→ **Soal Singkat a**
Nilailah apakah pernyataan (i), (ii), dan (iii) sesuai dengan teks tentang dana Tapera di bawah, lalu jawab masing-masing dengan ya atau tidak beserta kutipan penentu dari teks. (i) Pengelolaan dana Tapera melibatkan sedikitnya tiga badan usaha. (ii) Bank Kustodian bertugas menyalurkan dana pembiayaan dari Tapera. (iii) Kasus yang melibatkan Jiwasraya telah jelas penyelesaiannya.

→ **Halaman**
▬▬▬▬▬▬

Berkenaan dengan pengelolaan dana Tapera yang setidaknya melibatkan 3 badan usaha yakni BP Tapera yang akan mengelola dana Tapera, Bank Kustodian yang akan menyimpan dan menarik dana peserta Tapera, juga Bank yang ditunjukan untuk menyalurkan dana pembiayaan dari Tapera. Banyaknya badan usaha yang akan terlibat dalam urusan dana Tapera berpotensi pada kerumitan proses, pertanggungjawaban yang tidak jelas terhadap publik mengingat terdapat perputaran keuntungan yang besar di sana. Contoh saja jika jumlah pekerja di Indonesia tahun 2024 sekitar 150 juta dengan upah rata-rata 3.647.920, artinya setidaknya setiap pekerja akan dipotong 109.437, jika dikumpulkan dalam satu bulan ada 16,5 triliun rupiah dan satu tahun 197 triliun rupiah, pertanyaannya siapa yang menikmati keuntungan itu? Bagaimana publik dapat meminta transparansi tentang pengelolaan dana yang sudah dibayarkan melalui Tapera. Lebih-lebih dengan data yang menunjukkan Indonesia sebagai negara paling korup ke-4 di dunia, program ini justru akan menjadi wahana baru praktik korupsi di Indonesia ditambah lagi selama ini dana publik yang dikelola oleh pemerintah atau badan publik seringkali meninggalkan banyak masalah. Salah satu yang sampai saat ini tidak jelas penyelesaiannya adalah kasus yang melibatkan Jiwasraya.

▬▬▬▬▬▬

→ **Soal Singkat b**
Daftarkan setiap baris pada data di bawah yang memuat kata "here".

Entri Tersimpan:
▬▬▬▬▬▬

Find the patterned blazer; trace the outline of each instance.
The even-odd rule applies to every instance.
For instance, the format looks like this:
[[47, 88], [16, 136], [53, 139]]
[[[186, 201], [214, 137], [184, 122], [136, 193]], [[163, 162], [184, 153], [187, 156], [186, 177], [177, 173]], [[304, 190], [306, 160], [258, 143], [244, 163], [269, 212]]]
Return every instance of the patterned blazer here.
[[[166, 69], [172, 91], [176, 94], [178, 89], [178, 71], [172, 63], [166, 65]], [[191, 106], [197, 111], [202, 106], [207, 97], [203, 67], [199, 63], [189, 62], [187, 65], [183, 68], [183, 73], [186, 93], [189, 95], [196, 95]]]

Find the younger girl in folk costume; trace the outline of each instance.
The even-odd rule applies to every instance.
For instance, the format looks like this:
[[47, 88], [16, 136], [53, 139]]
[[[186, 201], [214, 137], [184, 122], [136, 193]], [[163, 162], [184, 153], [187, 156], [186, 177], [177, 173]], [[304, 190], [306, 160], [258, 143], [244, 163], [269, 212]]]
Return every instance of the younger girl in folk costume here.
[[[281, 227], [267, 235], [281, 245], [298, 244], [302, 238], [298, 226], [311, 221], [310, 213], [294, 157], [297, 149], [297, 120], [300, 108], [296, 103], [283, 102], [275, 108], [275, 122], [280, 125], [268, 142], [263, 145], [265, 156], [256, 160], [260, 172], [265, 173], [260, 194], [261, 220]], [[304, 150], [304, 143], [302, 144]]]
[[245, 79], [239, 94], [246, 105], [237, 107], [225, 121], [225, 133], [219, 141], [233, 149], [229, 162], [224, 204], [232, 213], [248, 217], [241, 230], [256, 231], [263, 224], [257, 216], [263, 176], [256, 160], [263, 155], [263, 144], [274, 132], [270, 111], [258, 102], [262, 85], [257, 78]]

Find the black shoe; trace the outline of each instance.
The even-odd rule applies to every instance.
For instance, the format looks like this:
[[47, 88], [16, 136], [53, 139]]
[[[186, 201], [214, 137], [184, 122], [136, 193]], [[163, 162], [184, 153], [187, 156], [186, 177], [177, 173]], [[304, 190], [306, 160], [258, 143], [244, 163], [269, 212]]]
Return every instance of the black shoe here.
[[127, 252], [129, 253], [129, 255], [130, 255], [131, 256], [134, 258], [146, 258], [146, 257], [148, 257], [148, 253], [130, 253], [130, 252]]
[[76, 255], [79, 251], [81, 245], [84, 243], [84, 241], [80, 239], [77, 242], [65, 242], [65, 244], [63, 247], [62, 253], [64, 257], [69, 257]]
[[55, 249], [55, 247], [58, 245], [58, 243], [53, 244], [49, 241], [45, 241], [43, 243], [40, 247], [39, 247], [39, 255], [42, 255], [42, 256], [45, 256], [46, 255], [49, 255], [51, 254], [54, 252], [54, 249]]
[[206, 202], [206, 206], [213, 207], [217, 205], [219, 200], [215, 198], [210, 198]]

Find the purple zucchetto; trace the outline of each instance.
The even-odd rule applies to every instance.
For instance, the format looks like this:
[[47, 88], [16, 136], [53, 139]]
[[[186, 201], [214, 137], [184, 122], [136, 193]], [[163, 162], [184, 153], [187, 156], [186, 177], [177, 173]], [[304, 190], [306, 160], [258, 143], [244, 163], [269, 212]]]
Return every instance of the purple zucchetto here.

▬▬▬▬▬▬

→ **Jawaban Lengkap a**
(i) Ya: "setidaknya melibatkan 3 badan usaha".
(ii) Tidak: "Bank Kustodian yang akan menyimpan dan menarik dana peserta Tapera".
(iii) Tidak: "Salah satu yang sampai saat ini tidak jelas penyelesaiannya adalah kasus yang melibatkan Jiwasraya."

→ **Jawaban Lengkap b**
Return every instance of the patterned blazer here.
Return every instance of the younger girl in folk costume here.
Return every instance of the black shoe here.
Return every instance of the purple zucchetto here.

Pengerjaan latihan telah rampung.